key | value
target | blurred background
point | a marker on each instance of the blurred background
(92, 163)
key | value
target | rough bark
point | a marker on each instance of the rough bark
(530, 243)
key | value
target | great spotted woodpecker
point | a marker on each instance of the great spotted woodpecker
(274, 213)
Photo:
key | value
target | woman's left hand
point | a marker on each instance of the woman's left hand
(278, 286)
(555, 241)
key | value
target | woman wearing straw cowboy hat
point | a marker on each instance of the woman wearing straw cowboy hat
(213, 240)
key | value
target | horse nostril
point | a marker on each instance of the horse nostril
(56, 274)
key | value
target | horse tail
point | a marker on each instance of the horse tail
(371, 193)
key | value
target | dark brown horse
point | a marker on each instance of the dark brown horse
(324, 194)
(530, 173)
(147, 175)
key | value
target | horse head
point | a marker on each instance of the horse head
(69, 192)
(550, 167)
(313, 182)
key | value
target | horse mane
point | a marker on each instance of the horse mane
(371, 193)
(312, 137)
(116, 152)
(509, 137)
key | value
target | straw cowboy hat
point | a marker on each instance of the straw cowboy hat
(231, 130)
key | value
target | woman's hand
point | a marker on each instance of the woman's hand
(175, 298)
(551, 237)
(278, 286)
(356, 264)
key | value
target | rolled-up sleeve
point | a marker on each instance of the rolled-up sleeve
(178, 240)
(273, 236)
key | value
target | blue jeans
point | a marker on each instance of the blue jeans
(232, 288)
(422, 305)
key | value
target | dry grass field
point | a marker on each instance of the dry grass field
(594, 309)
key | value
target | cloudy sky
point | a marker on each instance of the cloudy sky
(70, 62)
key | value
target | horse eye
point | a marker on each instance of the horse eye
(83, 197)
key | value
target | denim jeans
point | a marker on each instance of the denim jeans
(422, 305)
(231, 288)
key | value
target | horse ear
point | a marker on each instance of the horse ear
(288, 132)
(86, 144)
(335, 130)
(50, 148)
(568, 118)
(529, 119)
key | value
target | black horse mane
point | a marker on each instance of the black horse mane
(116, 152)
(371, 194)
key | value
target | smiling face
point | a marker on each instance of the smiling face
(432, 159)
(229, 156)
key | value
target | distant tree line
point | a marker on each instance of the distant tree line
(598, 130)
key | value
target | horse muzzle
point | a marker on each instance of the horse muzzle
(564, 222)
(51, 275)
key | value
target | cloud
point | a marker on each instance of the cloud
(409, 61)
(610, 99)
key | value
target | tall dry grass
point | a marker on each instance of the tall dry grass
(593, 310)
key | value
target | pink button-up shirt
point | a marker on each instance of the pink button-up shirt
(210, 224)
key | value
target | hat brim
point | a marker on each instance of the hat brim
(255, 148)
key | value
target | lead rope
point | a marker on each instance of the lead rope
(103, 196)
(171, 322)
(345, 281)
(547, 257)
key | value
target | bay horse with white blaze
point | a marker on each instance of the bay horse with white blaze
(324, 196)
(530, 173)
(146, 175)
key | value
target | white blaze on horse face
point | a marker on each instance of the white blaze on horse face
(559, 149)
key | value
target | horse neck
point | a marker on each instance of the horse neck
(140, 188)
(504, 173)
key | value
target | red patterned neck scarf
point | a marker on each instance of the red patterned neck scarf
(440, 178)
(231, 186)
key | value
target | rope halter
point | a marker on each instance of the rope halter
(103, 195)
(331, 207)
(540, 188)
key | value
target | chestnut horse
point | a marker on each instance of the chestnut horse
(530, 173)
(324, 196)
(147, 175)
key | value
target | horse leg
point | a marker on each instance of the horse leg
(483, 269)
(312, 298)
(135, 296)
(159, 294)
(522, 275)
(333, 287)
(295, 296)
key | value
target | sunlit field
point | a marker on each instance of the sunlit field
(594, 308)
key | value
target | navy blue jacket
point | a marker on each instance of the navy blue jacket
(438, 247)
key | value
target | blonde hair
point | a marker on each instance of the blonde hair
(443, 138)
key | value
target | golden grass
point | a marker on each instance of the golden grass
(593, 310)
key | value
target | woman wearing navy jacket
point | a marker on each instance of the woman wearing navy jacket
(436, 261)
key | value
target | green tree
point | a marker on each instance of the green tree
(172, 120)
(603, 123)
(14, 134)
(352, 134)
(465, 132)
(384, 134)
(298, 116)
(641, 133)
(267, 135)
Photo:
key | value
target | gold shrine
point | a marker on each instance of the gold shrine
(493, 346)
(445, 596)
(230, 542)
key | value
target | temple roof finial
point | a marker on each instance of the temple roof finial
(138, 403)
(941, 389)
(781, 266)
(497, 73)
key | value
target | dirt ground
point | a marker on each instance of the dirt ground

++++++++++

Exercise:
The listing above should be transcribed in full, exactly as written.

Written answer:
key | value
target | blurred background
point | a marker on each instance of the blurred background
(92, 163)
key | value
target | rough bark
point | a marker on each instance of the rough bark
(530, 243)
key | value
target | great spotted woodpecker
point | a marker on each instance of the great spotted woodpecker
(274, 213)
Photo:
key | value
target | woman's left hand
point | a marker on each instance of the woman's left hand
(278, 286)
(555, 241)
key | value
target | woman wearing straw cowboy hat
point | a marker on each instance of the woman wearing straw cowboy hat
(213, 240)
key | value
target | horse nostril
point | a marker on each instance of the horse nostril
(56, 274)
key | value
target | horse tail
point | a marker on each instance of the horse tail
(371, 193)
key | value
target | dark brown horse
point | a marker on each instance of the dark brown horse
(324, 194)
(530, 173)
(147, 175)
key | value
target | horse head
point | a marker on each instance of the horse head
(69, 192)
(550, 167)
(313, 182)
key | value
target | horse mane
point | a marker on each instance of the horse mane
(371, 193)
(312, 137)
(116, 152)
(509, 137)
key | value
target | straw cowboy hat
point | a marker on each instance of the straw cowboy hat
(231, 130)
key | value
target | woman's hand
point | a marker on each instance of the woman's hand
(175, 298)
(551, 237)
(278, 286)
(356, 264)
key | value
target | rolled-up sleeve
point | a marker on each instance of the rolled-up sleeve
(178, 240)
(273, 236)
key | value
target | blue jeans
point | a marker on each instance of the blue jeans
(232, 288)
(422, 305)
key | value
target | dry grass field
point | a marker on each instance of the dry grass field
(594, 309)
key | value
target | cloudy sky
point | a marker on each instance of the cloudy sky
(70, 62)
key | value
target | horse eye
point | a marker on each instance of the horse eye
(83, 197)
key | value
target | denim jeans
point | a marker on each instance of the denim jeans
(422, 305)
(231, 288)
key | value
target | horse ear
point | a marker on each instance of the horse ear
(288, 132)
(86, 144)
(335, 130)
(50, 148)
(568, 118)
(529, 119)
key | value
target | black horse mane
point | a marker on each instance of the black horse mane
(116, 152)
(371, 194)
key | value
target | smiling face
point | a marker on each instance of the smiling face
(432, 159)
(229, 156)
key | value
target | distant tree line
point | a marker on each instance of the distant tree line
(598, 130)
key | value
target | horse muzzle
point | a marker on each instance of the horse muzzle
(564, 222)
(51, 275)
key | value
target | cloud
point | a marker on each instance of the cloud
(409, 61)
(610, 99)
key | value
target | tall dry grass
point | a marker on each instance of the tall dry grass
(593, 310)
key | value
target | pink button-up shirt
point | a marker on each instance of the pink button-up shirt
(210, 224)
key | value
target | hat brim
point | a marker on each instance of the hat brim
(255, 148)
key | value
target | lead rope
point | a marker on each instance of the lead rope
(103, 196)
(171, 322)
(345, 281)
(547, 257)
key | value
target | bay horse with white blaze
point | a marker on each instance of the bay horse with white blaze
(324, 196)
(530, 173)
(146, 175)
key | value
target | white blaze on horse face
point | a marker on each instance of the white blaze on horse face
(559, 149)
key | value
target | horse neck
point | a marker on each instance of the horse neck
(140, 188)
(504, 173)
key | value
target | red patterned neck scarf
point | a marker on each instance of the red patterned neck scarf
(440, 178)
(231, 186)
key | value
target | rope halter
point | a marker on each instance of the rope halter
(103, 195)
(331, 207)
(540, 188)
key | value
target | chestnut horse
point | a marker on each instance of the chestnut horse
(530, 173)
(324, 196)
(147, 175)
key | value
target | horse leg
point | a marker on each instance of the horse leg
(483, 269)
(312, 298)
(135, 296)
(159, 294)
(522, 275)
(333, 287)
(295, 296)
key | value
target | sunlit field
point | a marker on each instance of the sunlit field
(594, 308)
key | value
target | navy blue jacket
point | a marker on each instance of the navy blue jacket
(438, 247)
key | value
target | blonde hair
point | a marker on each instance of the blonde hair
(443, 138)
key | value
target | golden grass
point | a marker on each instance of the golden grass
(593, 310)
key | value
target | woman wearing navy jacket
point | a marker on each instance of the woman wearing navy jacket
(436, 261)
key | value
target | green tree
point | a marker on each instance of the green tree
(172, 120)
(603, 123)
(14, 134)
(352, 134)
(465, 132)
(384, 134)
(298, 116)
(641, 133)
(267, 135)
Photo:
key | value
target | gold shrine
point | a marker on each instance of the gold shrine
(493, 346)
(445, 596)
(230, 542)
key | value
target | temple roof finial
point | a marker on each instance of the temple roof finial
(138, 403)
(941, 389)
(781, 266)
(497, 73)
key | value
target | dirt ground
point | a marker on each instance of the dirt ground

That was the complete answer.